[Texte étudié]
Il est assis sous le tilleul, tassé dans son fauteuil, le regard humide et clair une couverture sur les genoux. Sa mémoire peuplée de reflets furtifs consommés dans l’instant, erre dans l’éther. La lumière c’est éteinte, la flamme étouffée, de la mèche encore tiède il ne reste que le suif. Ses pensées sont versatiles, indisciplinées, et faute de support fiable s’égarent instantanément dans le tonneau des Danaïdes. N’a-t-il plus que l’âme pour se repérer ? Est-ce là son dernier ancrage avec notre monde physique ?
Je le sens déstabilisé, apeuré tel un enfant en milieu hostile. Ses lèvres tremblent, il aimerait me dire quelque chose mais il a déjà tout oublié. Chronos a déserté sa mémoire. Qui êtes vous ? Finit-il par articuler. Ton fils, dis-je la gorge serrée …
Le brouillard qui peu à peu s’est épaissi a envahi son esprit, amenant avec lui la perte des formes, l’abandon des perspectives et la mort du relief. Ses souvenirs, pareils aux feuilles d’automne, ont quitté l’arbre, le corps pour vaquer aux quatre vents, dispersés, perdus pour flétrirent et pourrirent dans les méandres de l’oubli. Territoire inconnu des hommes malgré leurs technologies guerrières et les masses de moyens financiers engloutis à mauvais escient.
Le plan Alzheimer s’ajoute à la liste des fausses promesses et va rejoindre le grenelle de l’environnement dans la poubelle du mensonge. Quelle efficacité et quel résultat peuvent correctement s’exprimer lorsque l’on vide la recherche et les hôpitaux de leurs principaux acteurs ? Lorsque la qualité des soins est bradée aux bénéfices des actionnaires du CAC40 ?

[Données fournies]
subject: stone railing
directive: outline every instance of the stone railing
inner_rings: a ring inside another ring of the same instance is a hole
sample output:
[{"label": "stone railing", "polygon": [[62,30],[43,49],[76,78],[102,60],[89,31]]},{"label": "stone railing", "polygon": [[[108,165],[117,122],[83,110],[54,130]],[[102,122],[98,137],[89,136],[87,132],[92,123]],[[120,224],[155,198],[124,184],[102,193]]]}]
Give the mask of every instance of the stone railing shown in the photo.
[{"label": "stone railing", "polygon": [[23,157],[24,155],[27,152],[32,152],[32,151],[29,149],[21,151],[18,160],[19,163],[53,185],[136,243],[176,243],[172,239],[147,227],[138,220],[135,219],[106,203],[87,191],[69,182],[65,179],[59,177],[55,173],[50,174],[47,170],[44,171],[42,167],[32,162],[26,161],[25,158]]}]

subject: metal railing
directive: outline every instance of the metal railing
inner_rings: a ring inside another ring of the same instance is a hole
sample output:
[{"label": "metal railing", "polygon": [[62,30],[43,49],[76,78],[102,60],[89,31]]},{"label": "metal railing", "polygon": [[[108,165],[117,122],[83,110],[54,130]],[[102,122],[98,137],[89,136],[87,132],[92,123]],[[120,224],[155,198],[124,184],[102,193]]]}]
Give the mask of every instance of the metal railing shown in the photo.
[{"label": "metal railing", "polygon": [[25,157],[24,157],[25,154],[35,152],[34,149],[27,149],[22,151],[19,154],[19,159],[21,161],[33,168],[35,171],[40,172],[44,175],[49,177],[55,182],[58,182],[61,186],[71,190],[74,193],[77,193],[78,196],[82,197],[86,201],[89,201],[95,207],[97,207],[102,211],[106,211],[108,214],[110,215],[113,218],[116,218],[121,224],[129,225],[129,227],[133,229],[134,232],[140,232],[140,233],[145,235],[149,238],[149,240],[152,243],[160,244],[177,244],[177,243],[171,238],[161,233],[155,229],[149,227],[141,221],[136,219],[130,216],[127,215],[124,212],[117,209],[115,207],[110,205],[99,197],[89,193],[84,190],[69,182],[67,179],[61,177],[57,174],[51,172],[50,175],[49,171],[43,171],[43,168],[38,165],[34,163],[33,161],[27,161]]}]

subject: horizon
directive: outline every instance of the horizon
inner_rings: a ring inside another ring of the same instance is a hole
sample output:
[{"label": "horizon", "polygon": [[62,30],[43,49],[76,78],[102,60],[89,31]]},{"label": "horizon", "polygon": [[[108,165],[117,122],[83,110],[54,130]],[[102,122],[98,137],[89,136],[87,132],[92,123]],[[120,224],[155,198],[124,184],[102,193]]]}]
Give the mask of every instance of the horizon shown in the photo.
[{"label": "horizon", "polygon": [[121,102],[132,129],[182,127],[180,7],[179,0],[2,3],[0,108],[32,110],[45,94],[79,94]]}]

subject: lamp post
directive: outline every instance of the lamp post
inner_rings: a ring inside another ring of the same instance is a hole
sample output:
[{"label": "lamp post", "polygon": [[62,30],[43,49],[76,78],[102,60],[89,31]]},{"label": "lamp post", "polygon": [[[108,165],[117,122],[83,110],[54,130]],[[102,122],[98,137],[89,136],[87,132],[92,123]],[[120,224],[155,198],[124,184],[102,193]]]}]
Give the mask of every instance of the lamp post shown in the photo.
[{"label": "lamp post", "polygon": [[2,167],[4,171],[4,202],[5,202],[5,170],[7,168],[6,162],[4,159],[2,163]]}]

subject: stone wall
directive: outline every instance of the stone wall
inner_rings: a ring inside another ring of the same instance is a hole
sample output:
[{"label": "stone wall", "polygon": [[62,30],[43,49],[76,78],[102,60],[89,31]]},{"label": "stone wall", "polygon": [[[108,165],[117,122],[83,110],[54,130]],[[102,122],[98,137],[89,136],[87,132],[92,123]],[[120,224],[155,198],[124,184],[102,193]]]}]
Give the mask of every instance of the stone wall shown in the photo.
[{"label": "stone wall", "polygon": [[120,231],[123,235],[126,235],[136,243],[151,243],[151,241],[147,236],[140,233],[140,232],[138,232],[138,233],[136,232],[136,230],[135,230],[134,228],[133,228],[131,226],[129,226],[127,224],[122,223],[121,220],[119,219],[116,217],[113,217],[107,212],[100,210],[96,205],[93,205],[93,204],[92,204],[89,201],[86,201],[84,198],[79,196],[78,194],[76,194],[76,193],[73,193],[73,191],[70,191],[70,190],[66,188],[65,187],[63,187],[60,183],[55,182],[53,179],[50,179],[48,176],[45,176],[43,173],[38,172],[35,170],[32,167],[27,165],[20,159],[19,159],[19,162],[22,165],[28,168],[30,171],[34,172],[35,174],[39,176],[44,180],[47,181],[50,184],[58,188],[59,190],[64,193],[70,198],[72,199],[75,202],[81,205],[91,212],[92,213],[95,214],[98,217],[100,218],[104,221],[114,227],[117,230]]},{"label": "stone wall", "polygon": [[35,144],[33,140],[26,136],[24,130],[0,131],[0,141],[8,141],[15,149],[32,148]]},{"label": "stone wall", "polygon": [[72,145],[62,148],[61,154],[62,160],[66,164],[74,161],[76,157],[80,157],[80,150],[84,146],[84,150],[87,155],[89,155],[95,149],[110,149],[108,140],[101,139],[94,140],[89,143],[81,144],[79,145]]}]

[Consigne] Reprenez le texte sur la maladie d'Alzheimer après sa dernière phrase et prolongez-le de quelques lignes. Cet exercice n'utilise pas la liste.

[Réponse attendue]
Je l’embrasse avant de partir. Comme d’habitude, depuis maintenant six mois, il ne me reconnaît plus. Comment peut-on oublier sa création ? Le fils est devenu un inconnu aux yeux du père …
Je remonte dans ma voiture et enquille le ruban d’autoroute. Le sourire de Dieu, à travers la grisaille nuageuse, vient frapper par des rais de lumière la campagne Corrézienne et atterrir sur les mottes de terres craquelées et fumantes des derniers labours. A l’horizon, chutant de la toile céleste, des couleurs de plomb fondu plongent vers la terre ou quelques pales d’éoliennes s’agitent. L’anarchique enchevêtrement cotonneux des nuages précède la révolte printanière. Une centaine de corbeaux faméliques croassent et jubilent au milieu de ce paysage de désolation qui leurs convient tant. Kilomètre 160, tandis que les vibrations angéliques de la guitare de Mark Knopfler me collent au siège, je me demande sur quoi le destin s’appuie pour décider du vol de nos souvenirs.
Nous sommes la somme totale de nos actions effectuées et présentes. Comment un être peut-il vivre sans histoire ou se construire sans passé ? Mystère ... Au crépuscule de l’existence, peut on se présenter devant le tribunal de la vie sans son avocat, faire un bilan avec un dossier vide ?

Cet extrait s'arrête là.